▶ _DIRECTION_
Quote precisely the final stretch of the listing: start at the line containing "Where can the person" and stop after the last line.

————

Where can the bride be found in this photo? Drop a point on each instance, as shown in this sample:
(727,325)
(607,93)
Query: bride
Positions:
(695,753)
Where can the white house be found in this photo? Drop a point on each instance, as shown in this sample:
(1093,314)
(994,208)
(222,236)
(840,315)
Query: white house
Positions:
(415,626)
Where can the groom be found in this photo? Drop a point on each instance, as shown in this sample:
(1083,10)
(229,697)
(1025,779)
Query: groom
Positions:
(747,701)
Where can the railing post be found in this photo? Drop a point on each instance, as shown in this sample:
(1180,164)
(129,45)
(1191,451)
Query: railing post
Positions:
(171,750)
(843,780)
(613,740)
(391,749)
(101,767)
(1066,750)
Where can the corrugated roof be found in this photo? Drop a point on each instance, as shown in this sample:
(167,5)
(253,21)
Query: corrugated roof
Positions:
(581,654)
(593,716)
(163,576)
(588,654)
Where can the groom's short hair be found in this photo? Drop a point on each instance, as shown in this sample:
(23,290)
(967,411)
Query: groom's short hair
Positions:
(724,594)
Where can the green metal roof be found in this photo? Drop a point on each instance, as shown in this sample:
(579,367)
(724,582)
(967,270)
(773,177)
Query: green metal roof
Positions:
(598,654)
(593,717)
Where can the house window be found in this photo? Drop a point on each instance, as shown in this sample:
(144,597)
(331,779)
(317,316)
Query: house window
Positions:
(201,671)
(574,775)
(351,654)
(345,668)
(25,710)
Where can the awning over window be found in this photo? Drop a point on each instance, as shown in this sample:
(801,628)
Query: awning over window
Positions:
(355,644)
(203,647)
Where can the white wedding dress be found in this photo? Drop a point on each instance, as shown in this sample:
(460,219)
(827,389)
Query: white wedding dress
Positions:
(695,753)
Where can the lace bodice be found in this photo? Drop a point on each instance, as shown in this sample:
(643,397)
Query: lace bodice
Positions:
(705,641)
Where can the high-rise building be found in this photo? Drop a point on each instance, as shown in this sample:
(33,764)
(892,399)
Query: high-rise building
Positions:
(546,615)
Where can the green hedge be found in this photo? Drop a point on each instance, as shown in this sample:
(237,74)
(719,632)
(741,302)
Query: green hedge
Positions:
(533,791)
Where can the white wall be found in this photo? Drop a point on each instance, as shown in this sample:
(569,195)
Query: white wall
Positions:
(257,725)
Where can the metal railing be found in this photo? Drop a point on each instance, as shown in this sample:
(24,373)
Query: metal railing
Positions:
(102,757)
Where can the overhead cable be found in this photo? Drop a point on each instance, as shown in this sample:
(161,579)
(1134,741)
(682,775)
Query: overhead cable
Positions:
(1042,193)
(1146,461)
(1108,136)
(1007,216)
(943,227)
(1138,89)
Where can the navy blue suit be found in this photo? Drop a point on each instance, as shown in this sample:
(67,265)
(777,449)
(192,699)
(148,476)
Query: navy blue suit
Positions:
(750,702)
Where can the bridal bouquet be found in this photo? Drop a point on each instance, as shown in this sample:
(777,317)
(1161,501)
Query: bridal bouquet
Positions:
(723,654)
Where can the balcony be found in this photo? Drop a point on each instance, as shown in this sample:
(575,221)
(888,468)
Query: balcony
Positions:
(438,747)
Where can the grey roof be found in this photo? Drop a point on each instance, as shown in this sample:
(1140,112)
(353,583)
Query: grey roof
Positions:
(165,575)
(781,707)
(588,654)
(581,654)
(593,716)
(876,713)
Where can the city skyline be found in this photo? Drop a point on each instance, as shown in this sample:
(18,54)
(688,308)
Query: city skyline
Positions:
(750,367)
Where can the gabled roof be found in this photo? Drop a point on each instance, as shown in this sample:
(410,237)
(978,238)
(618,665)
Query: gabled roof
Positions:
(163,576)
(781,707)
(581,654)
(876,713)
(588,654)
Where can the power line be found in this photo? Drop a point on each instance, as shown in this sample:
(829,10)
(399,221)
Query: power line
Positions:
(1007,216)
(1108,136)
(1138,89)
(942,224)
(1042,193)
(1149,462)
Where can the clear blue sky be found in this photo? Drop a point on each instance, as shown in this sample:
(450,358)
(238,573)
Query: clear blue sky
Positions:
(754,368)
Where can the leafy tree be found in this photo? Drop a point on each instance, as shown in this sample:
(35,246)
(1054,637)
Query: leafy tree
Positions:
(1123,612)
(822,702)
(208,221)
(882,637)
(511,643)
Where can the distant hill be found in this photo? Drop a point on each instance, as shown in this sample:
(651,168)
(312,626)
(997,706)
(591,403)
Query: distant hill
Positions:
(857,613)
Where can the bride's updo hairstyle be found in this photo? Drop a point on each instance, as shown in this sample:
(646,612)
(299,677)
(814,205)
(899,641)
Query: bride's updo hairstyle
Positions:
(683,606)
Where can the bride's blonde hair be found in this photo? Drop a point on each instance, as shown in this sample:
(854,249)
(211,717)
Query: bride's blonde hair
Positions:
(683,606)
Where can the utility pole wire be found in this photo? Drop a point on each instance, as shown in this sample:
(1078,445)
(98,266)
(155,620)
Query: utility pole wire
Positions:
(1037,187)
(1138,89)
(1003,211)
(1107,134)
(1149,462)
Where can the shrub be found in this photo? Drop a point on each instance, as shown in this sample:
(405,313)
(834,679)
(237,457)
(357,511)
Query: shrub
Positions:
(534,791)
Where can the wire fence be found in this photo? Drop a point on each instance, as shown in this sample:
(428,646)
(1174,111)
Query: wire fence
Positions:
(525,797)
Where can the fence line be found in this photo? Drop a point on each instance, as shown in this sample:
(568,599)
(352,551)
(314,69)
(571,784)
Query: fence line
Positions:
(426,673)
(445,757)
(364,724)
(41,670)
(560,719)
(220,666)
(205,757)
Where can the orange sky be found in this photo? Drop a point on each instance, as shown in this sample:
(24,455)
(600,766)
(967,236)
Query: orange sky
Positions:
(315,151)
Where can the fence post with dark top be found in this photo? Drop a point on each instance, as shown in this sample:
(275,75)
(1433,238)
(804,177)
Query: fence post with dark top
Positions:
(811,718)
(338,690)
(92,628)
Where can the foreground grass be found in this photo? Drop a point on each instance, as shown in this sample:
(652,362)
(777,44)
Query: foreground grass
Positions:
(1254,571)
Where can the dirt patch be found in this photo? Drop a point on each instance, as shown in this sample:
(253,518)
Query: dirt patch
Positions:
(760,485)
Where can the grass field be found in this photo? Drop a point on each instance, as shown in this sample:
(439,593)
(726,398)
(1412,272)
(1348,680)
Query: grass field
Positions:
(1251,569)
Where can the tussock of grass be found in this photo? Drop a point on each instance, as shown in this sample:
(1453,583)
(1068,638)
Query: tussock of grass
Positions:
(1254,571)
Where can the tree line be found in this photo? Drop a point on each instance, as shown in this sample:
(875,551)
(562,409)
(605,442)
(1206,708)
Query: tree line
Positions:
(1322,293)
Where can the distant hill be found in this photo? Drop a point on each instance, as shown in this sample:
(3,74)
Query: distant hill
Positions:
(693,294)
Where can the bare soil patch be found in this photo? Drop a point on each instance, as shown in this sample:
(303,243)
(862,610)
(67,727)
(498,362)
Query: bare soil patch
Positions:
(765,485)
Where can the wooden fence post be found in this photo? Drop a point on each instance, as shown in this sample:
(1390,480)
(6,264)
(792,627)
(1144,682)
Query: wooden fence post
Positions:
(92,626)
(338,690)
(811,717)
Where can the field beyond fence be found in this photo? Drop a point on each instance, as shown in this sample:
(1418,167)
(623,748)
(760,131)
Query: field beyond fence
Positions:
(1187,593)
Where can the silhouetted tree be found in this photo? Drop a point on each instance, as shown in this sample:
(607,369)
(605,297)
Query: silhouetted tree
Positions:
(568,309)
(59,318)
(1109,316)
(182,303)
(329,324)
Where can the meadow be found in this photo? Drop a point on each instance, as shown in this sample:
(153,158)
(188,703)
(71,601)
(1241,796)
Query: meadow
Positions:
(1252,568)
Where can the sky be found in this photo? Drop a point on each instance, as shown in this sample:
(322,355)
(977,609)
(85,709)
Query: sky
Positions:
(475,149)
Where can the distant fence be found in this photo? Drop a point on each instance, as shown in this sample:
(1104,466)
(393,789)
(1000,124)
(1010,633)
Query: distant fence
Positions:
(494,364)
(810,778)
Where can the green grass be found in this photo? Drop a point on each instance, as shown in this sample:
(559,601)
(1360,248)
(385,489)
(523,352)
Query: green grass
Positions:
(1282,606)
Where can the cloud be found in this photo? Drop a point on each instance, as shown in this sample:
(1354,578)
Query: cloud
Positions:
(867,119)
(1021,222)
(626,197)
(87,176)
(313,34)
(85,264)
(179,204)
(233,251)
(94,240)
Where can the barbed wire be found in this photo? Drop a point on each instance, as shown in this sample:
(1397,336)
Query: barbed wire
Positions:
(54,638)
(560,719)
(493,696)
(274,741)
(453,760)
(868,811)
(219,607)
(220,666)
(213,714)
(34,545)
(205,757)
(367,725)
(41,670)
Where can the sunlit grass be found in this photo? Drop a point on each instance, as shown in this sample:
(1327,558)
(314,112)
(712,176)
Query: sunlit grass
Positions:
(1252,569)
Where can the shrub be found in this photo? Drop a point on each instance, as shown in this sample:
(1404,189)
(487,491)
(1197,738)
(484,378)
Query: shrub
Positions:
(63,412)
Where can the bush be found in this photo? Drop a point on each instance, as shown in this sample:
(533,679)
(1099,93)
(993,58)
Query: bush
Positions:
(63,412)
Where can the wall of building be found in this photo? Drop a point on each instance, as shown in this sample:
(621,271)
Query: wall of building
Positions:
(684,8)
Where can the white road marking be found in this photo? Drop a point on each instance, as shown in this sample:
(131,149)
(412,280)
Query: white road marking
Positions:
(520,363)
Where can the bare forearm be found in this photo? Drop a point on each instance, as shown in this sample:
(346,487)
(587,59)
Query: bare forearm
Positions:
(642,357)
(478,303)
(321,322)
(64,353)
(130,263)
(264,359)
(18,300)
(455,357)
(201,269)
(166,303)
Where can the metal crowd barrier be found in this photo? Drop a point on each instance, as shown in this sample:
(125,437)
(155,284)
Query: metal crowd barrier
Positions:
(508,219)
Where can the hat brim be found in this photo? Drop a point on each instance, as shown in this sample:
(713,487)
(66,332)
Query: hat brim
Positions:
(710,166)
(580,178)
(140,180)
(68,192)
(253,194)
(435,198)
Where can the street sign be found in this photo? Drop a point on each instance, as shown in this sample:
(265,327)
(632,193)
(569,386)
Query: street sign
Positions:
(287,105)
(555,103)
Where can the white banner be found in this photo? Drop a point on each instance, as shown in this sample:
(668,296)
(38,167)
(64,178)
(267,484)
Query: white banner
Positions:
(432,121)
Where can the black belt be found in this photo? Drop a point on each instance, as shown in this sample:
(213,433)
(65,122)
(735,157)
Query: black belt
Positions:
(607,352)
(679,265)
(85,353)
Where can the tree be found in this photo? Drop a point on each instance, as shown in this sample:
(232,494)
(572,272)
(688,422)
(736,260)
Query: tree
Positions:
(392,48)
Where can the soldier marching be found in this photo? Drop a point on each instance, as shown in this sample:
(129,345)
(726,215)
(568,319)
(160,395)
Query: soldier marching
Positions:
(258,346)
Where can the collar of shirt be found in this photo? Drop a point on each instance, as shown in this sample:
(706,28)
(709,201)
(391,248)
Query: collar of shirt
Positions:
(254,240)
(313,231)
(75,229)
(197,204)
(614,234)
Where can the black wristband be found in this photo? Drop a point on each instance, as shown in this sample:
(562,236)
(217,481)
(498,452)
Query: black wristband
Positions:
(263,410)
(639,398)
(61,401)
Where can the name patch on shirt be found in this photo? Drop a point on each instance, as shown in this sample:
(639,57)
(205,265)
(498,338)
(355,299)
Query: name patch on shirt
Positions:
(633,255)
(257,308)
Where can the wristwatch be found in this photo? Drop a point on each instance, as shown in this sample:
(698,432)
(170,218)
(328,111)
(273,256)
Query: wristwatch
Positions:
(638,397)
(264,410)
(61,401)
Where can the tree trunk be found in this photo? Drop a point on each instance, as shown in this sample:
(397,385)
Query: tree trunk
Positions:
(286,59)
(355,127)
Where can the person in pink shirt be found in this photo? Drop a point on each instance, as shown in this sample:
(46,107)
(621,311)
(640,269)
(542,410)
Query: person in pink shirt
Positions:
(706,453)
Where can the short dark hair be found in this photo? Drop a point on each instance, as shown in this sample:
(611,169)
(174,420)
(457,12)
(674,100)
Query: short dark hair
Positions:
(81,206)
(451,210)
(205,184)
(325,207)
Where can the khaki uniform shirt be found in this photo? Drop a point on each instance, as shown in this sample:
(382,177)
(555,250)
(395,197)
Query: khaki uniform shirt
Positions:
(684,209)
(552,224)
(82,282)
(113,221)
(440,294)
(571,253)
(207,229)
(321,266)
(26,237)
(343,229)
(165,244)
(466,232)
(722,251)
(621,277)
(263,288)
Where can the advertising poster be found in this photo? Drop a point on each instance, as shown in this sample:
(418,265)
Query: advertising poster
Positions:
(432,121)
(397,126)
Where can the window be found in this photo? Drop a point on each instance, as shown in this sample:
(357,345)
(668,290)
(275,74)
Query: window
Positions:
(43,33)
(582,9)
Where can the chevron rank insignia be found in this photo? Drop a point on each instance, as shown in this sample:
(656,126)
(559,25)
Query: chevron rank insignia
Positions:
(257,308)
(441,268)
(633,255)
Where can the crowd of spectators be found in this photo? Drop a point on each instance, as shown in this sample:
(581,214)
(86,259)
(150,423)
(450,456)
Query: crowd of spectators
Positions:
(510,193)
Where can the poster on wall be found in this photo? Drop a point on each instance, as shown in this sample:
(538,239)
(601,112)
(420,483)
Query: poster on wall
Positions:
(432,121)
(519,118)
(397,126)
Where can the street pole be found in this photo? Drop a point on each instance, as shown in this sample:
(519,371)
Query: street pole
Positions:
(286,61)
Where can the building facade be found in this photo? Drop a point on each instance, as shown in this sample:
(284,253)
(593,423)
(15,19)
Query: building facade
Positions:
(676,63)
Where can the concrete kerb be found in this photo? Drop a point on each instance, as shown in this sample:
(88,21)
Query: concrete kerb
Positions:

————

▶ _ANSWER BELOW_
Where can the person in pink shirt be found in this photo? Drop a point on each instance, as shown in this sample:
(46,107)
(621,311)
(640,269)
(542,410)
Query: person in pink shirt
Positions:
(706,453)
Where can the short dark hair be found in this photo? Drop a point on each instance, as shown in this sample:
(611,169)
(174,420)
(457,12)
(674,100)
Query: short dark hair
Positions:
(81,206)
(451,210)
(205,184)
(325,207)
Where can the khaki uniform shirt be found in this photo? Drop a point on each instance, as shown in this sample:
(382,177)
(555,250)
(395,197)
Query: khaki uniform shirt
Positions:
(684,209)
(552,224)
(82,282)
(113,221)
(440,294)
(571,253)
(207,229)
(321,266)
(26,237)
(343,229)
(165,244)
(466,232)
(722,251)
(621,277)
(263,288)
Where can the advertising poster be found in this photo? Drop a point on each instance, as shown in this sample:
(418,265)
Query: advertising poster
Positions:
(432,121)
(397,126)
Where can the window be found in this photo? Drop a point on each instance, as shown in this sample:
(357,345)
(668,290)
(275,74)
Query: window
Positions:
(43,33)
(582,9)
Where can the chevron rank insignia be found in this photo? Drop a point on each instance, as shown in this sample:
(656,126)
(559,25)
Query: chevron rank insignia
Positions:
(257,308)
(441,268)
(633,255)
Where can the crowd of spectators be found in this photo? Drop a point on each instance, as shown in this sample:
(581,214)
(86,259)
(150,423)
(450,456)
Query: crowd of spectators
Positions:
(510,193)
Where can the poster on wall be found in this photo? Drop a point on each instance, as shown in this sample:
(538,239)
(601,112)
(420,483)
Query: poster on wall
Positions:
(432,121)
(519,118)
(397,126)
Where can the street pole be found in this photo? Drop a point on each instance, as shown in this sample:
(519,371)
Query: street pole
Positions:
(286,61)
Where can the building facade be found in this photo? Drop a point on each instance, as shown in this sample:
(284,253)
(593,423)
(15,19)
Query: building facade
Positions:
(676,63)
Where can the concrete kerb be found in this photo? Drop a point on each instance, as shown in this sample:
(88,21)
Query: concrete kerb
Positions:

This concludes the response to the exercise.